Recorded data:
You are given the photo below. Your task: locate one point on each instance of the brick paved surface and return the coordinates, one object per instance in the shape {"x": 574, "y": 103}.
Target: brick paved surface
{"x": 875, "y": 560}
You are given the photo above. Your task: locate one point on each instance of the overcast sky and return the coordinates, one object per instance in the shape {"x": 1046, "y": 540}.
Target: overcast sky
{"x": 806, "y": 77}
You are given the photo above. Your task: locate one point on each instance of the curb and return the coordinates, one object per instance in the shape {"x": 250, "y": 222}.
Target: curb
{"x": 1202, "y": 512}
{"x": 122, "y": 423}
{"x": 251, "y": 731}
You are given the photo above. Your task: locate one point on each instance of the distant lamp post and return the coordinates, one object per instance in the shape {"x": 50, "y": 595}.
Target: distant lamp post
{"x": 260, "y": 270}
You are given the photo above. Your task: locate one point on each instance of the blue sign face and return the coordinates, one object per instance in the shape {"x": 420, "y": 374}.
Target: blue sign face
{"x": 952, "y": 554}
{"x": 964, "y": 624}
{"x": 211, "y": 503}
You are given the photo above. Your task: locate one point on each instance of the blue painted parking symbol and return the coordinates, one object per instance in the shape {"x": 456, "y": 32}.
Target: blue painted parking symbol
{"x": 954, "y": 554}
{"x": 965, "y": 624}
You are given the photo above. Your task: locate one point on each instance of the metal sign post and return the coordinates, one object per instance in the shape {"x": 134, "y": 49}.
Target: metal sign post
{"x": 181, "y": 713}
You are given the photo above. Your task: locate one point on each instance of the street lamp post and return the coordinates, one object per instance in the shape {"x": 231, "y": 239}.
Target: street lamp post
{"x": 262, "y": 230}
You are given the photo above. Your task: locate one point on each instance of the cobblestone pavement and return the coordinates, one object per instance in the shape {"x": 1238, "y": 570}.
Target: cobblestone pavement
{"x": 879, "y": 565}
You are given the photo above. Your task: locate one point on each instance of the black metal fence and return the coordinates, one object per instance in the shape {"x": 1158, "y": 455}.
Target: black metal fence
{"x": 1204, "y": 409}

■ **Exercise details**:
Reproduce the lines of the material verbatim, starting at the line that contains "the blue sign" and continuing through the final line of the material.

■ **Written answer**:
You are given the photo above. Your task: locate one point on each instance of the blue sign face and return the coordinates, one object per instance in the shape {"x": 420, "y": 374}.
Target: blue sign face
{"x": 952, "y": 554}
{"x": 964, "y": 624}
{"x": 211, "y": 503}
You are given the photo above. Your task: locate one point on each instance of the blue painted parking symbol and return the coordinates, one object per instance in the shape {"x": 456, "y": 32}.
Target: blue painted parking symbol
{"x": 954, "y": 554}
{"x": 965, "y": 624}
You are given the photo above. Your task: locate one point on each instance of the metal sign post and return the coordinates, one object per instance in the shape {"x": 134, "y": 49}.
Target: metal sign post
{"x": 181, "y": 713}
You are given the photo above. Your task: locate one point on each instance of the street lamp post and return the coordinates, one object per instance in the shape {"x": 231, "y": 239}.
Target: street lamp post
{"x": 262, "y": 230}
You are given the photo above. Your task: locate one point on each instance of the cobblestone pavement and return the coordinates, one object per instance in the shape {"x": 1238, "y": 570}.
Target: cobblestone pavement
{"x": 879, "y": 565}
You are given the photo above. Your task: locate one point on each instance of the black metal fence and return the coordinates, one object per instance in the shape {"x": 1158, "y": 455}.
Target: black metal fence
{"x": 1204, "y": 409}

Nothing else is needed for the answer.